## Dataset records
━━━━━━━━━━━━━━━━
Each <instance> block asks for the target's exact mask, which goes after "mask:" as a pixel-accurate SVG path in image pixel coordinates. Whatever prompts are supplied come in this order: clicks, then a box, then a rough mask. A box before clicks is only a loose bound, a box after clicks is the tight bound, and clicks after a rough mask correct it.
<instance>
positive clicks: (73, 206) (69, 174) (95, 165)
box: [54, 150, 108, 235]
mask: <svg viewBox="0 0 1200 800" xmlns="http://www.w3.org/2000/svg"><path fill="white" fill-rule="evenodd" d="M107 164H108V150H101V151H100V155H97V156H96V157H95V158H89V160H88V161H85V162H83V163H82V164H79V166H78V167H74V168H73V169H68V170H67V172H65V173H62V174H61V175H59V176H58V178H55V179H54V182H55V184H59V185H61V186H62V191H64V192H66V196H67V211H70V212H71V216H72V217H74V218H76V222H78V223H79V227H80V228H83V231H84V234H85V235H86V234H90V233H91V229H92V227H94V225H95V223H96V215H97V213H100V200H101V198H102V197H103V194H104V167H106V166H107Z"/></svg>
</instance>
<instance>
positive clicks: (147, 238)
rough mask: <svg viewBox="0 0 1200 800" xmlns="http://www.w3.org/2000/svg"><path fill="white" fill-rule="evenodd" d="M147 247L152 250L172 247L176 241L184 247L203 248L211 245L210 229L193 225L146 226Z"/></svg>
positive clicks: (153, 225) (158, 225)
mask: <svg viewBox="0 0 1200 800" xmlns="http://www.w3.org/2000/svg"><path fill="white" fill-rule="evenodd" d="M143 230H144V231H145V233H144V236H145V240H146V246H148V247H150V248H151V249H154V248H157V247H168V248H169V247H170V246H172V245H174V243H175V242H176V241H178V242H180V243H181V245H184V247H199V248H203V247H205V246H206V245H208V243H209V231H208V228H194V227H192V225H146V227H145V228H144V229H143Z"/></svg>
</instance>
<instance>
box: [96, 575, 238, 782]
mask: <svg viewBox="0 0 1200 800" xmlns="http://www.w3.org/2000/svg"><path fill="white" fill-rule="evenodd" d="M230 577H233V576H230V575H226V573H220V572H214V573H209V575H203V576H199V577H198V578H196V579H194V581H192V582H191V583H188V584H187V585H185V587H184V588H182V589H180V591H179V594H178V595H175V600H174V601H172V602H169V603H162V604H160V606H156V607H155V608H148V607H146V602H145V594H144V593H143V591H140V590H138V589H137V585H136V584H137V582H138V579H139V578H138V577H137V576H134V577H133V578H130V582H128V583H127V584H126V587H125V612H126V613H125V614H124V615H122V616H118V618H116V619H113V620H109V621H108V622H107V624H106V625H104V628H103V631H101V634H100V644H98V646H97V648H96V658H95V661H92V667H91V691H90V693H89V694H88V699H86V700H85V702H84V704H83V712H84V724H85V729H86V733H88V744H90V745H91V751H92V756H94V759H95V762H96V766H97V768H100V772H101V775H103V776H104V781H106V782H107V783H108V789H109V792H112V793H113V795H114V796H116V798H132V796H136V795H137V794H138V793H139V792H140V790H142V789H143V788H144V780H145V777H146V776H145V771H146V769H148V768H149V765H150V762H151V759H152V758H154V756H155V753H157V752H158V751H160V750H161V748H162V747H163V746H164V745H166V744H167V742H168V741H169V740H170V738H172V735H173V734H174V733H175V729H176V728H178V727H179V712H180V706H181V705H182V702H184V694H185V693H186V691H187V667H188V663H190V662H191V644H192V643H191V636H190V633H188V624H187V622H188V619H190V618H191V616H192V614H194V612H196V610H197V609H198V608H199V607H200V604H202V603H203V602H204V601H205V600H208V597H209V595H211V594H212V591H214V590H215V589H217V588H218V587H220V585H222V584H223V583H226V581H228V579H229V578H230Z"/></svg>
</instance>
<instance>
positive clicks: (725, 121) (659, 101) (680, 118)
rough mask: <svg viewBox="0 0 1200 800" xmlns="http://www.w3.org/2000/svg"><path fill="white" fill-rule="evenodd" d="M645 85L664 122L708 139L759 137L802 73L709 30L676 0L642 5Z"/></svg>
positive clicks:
━━━━━━━━━━━━━━━━
## Your task
Give back exactly the lines from the first line of the records through the line holding "positive clicks: (73, 206)", including both of those lines and leaving out all others.

## Written answer
Each <instance> block asks for the target's exact mask, which goes after "mask:" as a pixel-accurate SVG path in image pixel coordinates. Whatever prompts are supplied come in this order: clicks, then a box, then a rough mask. A box before clicks is only a loose bound, a box after clicks is the tight bound, and clicks after a rough mask correct it.
<instance>
positive clicks: (73, 206) (69, 174) (95, 165)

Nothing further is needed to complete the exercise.